## Aufgaben und Übungen
**A)** Welche Benutzernamen stehen im Forumsthread über den einzelnen Beiträgen? Nenne jeden Namen nur einmal.
**B)** Entnimm dem Forumsthread den Abschnitt, der mit den Worten "Grundsätzlich kannst Du" beginnt, und hör nach den Worten "in der Ecke!" auf.

## Vorliegender Text
□ □ □ □ □
# Wo darf man alles in Region Limburg angeln?



## SaIz (26. Mai 2010)

Hallo Angler,

ich war gestern mal mit einem Kumpel angel in Linne haben da nur 1 Barsch gefangen. War nicht so gut wie wir uns das vergestellt haben und dann sind wir in auto und wollten nach paar neuen Stellen gucken, sind aber nicht fündig geworden. Und dann wollte ich mal fragen kennt Ihr paar stellen wo man Angeln darf und wo man bischen mehr glück hat? Muss nicht direckt eine der besten stellen sein. Wollte halt mal paar neue stellen ausprobieren.


----------



## QWERTZ (26. Mai 2010)

*AW: Wo darf man alles in Region Limburg angeln?*

Hallo,

womit und wie habt Ihr denn geangelt? |bigeyes

Grundsätzlich kannst Du überall Deine Fische fangen.
Schau Dir doch das Gebiet um Linne mal auf maps.google.de an.
Da gibts doch mehr Wasser als Land!

Genaue Stellen bekommst Du hier nicht genannt!
Rumfahren und ausprobieren ist angesagt!

Und an Gewässern mangelt es ja nun wirklich nicht in der Ecke!

Wenn Du den VisPas hast, besitzt Du auch eine Lijst van Viswateren. Dort ist genau vermerkt wo Du angeln darfst und wo nicht. Kommt auf den Verein an, dem Du dich angeschlossen hast.

Gruß
marcel

PS: Bedenke, bis zum 29.05. ist in Limburg Schonzeit für Raubfisch! Einige Köder sind daher verboten! Da Du nen Barsch gefangen hast, hast Du wahrscheinlich schon gegen die Gesetzte der Schonzeit verstoßen! Oder habt ihr mit Made geangelt???


----------



## SaIz (26. Mai 2010)

*AW: Wo darf man alles in Region Limburg angeln?*

Wir waren gester am Olderplaas haben da aber keine stelle gefunden wo man angeln könnte und dürfte.
Ne wir haben mit Maden geangelt und haben den dan auch anschließend wieder ins Wasser reingesetzt


----------



## dc1981 (26. Mai 2010)

*AW: Wo darf man alles in Region Limburg angeln?*



SaIz schrieb:


> Hallo Angler,
> 
> ich war gestern mal mit einem Kumpel angel in Linne haben da nur 1 Barsch gefangen. War nicht so gut wie wir uns das vergestellt haben und dann sind wir in auto und wollten nach paar neuen Stellen gucken, sind aber nicht fündig geworden. Und dann wollte ich mal fragen kennt Ihr paar stellen wo man Angeln darf und wo man bischen mehr glück hat? Muss nicht direckt eine der besten stellen sein. Wollte halt mal paar neue stellen ausprobieren.


 

schön aufpassen jungs. das wird teuer wenn die euch kontrolieren und noch schonzeit ist.
□ □ □ □ □
## Erfasste Daten
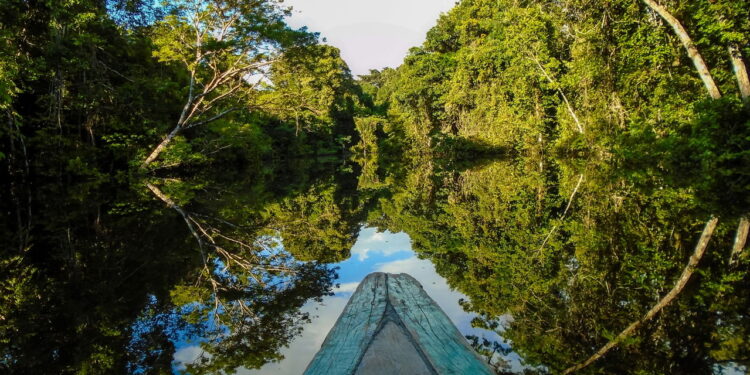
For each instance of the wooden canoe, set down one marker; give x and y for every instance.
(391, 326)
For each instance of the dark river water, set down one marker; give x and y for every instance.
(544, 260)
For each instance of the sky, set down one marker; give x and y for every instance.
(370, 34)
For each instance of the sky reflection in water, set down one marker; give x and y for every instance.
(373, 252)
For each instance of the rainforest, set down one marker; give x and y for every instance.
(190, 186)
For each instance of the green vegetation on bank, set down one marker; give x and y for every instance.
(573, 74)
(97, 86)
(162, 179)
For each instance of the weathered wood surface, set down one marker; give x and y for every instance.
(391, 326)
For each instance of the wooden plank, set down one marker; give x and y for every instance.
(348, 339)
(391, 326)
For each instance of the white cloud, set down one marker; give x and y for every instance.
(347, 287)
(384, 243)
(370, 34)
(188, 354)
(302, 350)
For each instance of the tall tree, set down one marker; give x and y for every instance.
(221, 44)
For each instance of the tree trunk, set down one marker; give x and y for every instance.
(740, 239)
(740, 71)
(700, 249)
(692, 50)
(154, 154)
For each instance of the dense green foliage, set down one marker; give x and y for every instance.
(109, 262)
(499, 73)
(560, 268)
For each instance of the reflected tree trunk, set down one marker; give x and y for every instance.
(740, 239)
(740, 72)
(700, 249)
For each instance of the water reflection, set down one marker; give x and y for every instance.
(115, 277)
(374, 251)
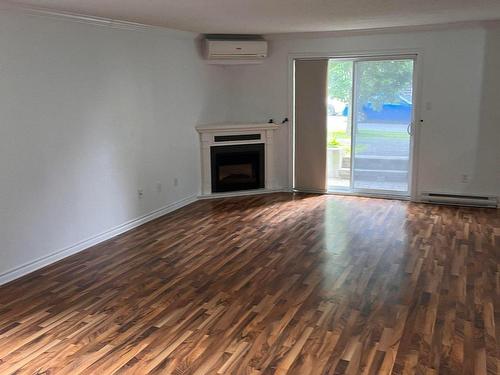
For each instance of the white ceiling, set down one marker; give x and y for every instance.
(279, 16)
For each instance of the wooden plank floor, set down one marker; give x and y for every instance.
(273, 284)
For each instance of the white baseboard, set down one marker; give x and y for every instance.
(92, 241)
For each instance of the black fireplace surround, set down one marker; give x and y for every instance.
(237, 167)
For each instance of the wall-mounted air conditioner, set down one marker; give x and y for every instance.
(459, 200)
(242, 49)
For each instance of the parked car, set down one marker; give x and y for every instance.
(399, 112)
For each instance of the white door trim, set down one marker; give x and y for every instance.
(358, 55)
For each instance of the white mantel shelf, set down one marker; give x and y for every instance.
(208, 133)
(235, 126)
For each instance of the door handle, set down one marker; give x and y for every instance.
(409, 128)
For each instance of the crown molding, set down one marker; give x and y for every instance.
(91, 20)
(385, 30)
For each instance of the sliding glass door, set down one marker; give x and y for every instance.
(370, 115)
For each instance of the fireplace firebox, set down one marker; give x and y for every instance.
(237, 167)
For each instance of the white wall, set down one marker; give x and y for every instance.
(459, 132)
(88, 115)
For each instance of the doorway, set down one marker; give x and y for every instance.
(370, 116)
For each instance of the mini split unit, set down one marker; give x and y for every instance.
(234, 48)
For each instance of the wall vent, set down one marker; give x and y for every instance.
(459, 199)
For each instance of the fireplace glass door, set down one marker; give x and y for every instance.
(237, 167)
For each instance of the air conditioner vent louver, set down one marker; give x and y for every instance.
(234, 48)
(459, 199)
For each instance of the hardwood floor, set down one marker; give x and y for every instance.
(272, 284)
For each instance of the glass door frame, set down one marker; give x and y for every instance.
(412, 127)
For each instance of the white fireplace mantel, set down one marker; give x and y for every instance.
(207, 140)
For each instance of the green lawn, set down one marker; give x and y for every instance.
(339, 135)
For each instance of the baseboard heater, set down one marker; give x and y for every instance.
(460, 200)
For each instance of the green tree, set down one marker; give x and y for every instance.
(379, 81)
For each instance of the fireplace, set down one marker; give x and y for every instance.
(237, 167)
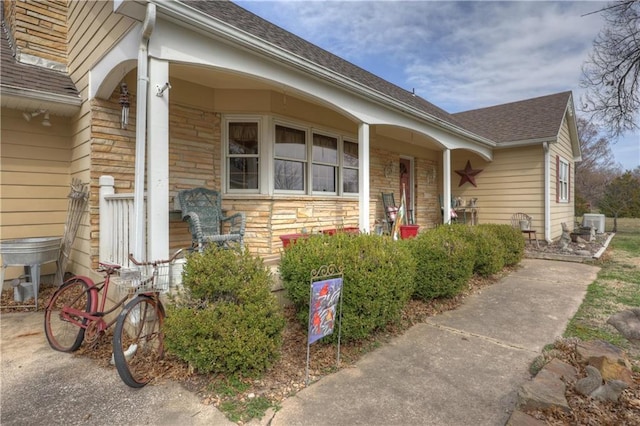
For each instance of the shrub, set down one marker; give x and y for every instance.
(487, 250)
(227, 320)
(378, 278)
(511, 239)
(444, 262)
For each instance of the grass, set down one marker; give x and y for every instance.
□ □ □ □ □
## Antworten
**A)** SaIz, QWERTZ, dc1981

**B)**
Grundsätzlich kannst Du überall Deine Fische fangen.
Schau Dir doch das Gebiet um Linne mal auf maps.google.de an.
Da gibts doch mehr Wasser als Land!

Genaue Stellen bekommst Du hier nicht genannt!
Rumfahren und ausprobieren ist angesagt!

Und an Gewässern mangelt es ja nun wirklich nicht in der Ecke!